**Given problem 1**
In the blog entry, why did the writer decide to update again?
**Given problem 2**
Output the blog entry's wording from "I thank God" up to and including "(: ROCK ON!", copied exactly.

**Text segment**
------------------------------------------------------------
I thank God that as I was on my way to teach guitar, I told God "Please grant me strength to carry on to teach the 2 students with a heart that is willing to share". I got to say that God answered my prayer! (: I was just so glad and I guess after teaching session was over, I was so sleepy and tired! RAH! tired! lol... I reached home about 11pm (:
I have decided to update again since I'm free (: I want to make it my relax night and tomorrow will be a long day! GOSH! I pray that God will grant me strength throughout the day! (: Tomorrow I will be helping my drum teacher Chow Kiat setup his drumset in Esplande =D SO AWESOME! (: I hope I will learnt something in setting up and do good for me! (: 12.15pm at Esplande WOOHOO! (: ROCK ON!
------------------------------------------------------------
**Data records**
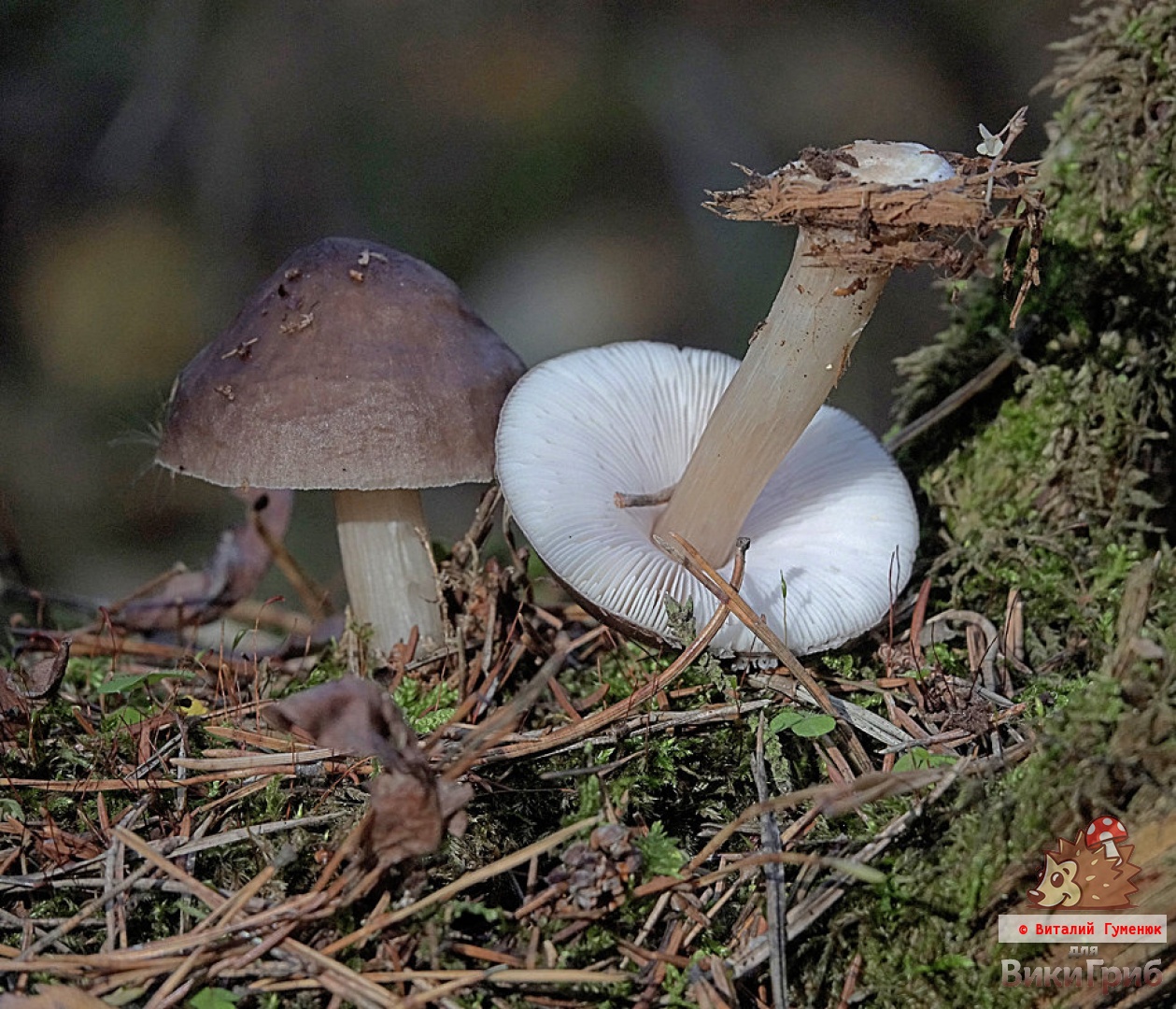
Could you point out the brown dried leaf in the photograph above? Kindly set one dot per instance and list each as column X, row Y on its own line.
column 187, row 599
column 35, row 681
column 411, row 808
column 409, row 814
------------------------------------------------------------
**Final answer 1**
The writer decided to update again because they were free.

**Final answer 2**
I thank God that as I was on my way to teach guitar, I told God "Please grant me strength to carry on to teach the 2 students with a heart that is willing to share". I got to say that God answered my prayer! (: I was just so glad and I guess after teaching session was over, I was so sleepy and tired! RAH! tired! lol... I reached home about 11pm (:
I have decided to update again since I'm free (: I want to make it my relax night and tomorrow will be a long day! GOSH! I pray that God will grant me strength throughout the day! (: Tomorrow I will be helping my drum teacher Chow Kiat setup his drumset in Esplande =D SO AWESOME! (: I hope I will learnt something in setting up and do good for me! (: 12.15pm at Esplande WOOHOO! (: ROCK ON!